### [EXERCISE REQUIREMENTS]
All entries must be extracted exactly, with nothing added or dropped.

## START RAW RECORDS

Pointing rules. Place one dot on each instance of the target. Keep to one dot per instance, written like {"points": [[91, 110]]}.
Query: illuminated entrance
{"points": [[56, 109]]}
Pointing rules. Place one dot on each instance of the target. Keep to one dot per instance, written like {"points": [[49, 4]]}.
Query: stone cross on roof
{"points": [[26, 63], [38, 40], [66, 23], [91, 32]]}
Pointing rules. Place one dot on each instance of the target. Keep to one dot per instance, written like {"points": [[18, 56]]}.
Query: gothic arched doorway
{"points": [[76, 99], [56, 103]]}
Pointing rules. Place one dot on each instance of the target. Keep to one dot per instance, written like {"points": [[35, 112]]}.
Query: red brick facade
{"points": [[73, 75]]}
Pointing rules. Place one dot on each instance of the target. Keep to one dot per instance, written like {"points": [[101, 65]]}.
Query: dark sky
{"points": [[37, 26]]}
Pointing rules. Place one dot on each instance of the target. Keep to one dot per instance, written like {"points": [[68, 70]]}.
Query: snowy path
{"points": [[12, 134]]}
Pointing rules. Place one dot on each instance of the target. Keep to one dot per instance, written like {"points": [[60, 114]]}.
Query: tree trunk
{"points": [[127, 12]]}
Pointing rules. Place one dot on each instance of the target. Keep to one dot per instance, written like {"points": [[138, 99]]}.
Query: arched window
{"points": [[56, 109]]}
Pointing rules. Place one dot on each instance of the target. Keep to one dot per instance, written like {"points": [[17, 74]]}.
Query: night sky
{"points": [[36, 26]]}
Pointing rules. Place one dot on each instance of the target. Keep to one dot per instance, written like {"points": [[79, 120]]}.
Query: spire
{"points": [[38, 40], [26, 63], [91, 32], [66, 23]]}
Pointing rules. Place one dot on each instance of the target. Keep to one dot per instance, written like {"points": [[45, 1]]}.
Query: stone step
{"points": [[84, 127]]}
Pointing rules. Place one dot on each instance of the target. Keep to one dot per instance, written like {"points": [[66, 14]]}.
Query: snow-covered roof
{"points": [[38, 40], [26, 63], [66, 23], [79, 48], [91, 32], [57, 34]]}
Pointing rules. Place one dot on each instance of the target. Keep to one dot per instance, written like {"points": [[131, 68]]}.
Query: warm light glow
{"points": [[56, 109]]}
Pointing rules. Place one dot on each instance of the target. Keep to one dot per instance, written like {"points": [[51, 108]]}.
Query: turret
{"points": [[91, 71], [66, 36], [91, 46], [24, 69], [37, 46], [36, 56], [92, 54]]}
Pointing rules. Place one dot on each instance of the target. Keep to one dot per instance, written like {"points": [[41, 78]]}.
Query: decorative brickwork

## END RAW RECORDS

### [ANSWER FOR THE TASK]
Pointing rules. Place one dot on each instance of the target. Keep to one dot per instance, written like {"points": [[91, 110]]}.
Query: illuminated entrance
{"points": [[56, 109]]}
Pointing rules. Place one dot on each instance of the target. Keep to one dot per instance, written like {"points": [[49, 4]]}.
Query: stone cross on roof
{"points": [[26, 63], [38, 40], [66, 23], [91, 32]]}
Pointing rules. Place one dot on each instance of the target. Keep to one dot per instance, written like {"points": [[18, 56]]}.
Query: gothic arched doorway
{"points": [[76, 99], [56, 103]]}
Pointing rules. Place one dot on each instance of the target. Keep to one dot per instance, written like {"points": [[35, 112]]}.
Query: red brick facade
{"points": [[73, 75]]}
Pointing rules. Place one dot on each instance of the target. Keep to one dot per instance, written like {"points": [[101, 65]]}.
Query: dark sky
{"points": [[37, 26]]}
Pointing rules. Place one dot on each instance of the target. Keep to one dot per instance, written like {"points": [[68, 70]]}.
Query: snowy path
{"points": [[12, 134]]}
Pointing rules. Place one dot on each instance of the target. Keep to one dot per instance, written like {"points": [[60, 114]]}.
Query: tree trunk
{"points": [[127, 12]]}
Pointing rules. Place one dot on each instance of the target. Keep to one dot per instance, written like {"points": [[138, 99]]}.
Query: arched window
{"points": [[56, 109]]}
Pointing rules. Place one dot on each instance of the target. Keep to one dot per instance, written like {"points": [[17, 74]]}.
Query: night sky
{"points": [[36, 26]]}
Pointing rules. Place one dot on each instance of the target. Keep to one dot per instance, written like {"points": [[79, 120]]}.
Query: spire
{"points": [[38, 40], [26, 63], [91, 32], [66, 23]]}
Pointing rules. Place one dot on each instance of the target. Keep to one dot per instance, written like {"points": [[45, 1]]}.
Query: stone step
{"points": [[84, 127]]}
Pointing rules. Place one dot on each instance of the target. Keep to one dot per instance, written like {"points": [[66, 14]]}.
Query: snow-covered roof
{"points": [[38, 40], [26, 63], [66, 23], [79, 48], [91, 32], [57, 34]]}
Pointing rules. Place one dot on each instance of the target. Keep to one dot per instance, written like {"points": [[131, 68]]}.
Query: warm light glow
{"points": [[56, 109]]}
Pointing rules. Place one dot on each instance of the target. Keep to one dot per instance, written like {"points": [[51, 108]]}.
Query: turret
{"points": [[91, 71], [66, 36], [91, 46], [24, 69], [37, 46], [36, 56], [92, 54]]}
Pointing rules. Place one dot on each instance of the target. Keep to one dot per instance, written like {"points": [[41, 78]]}.
Query: decorative brickwork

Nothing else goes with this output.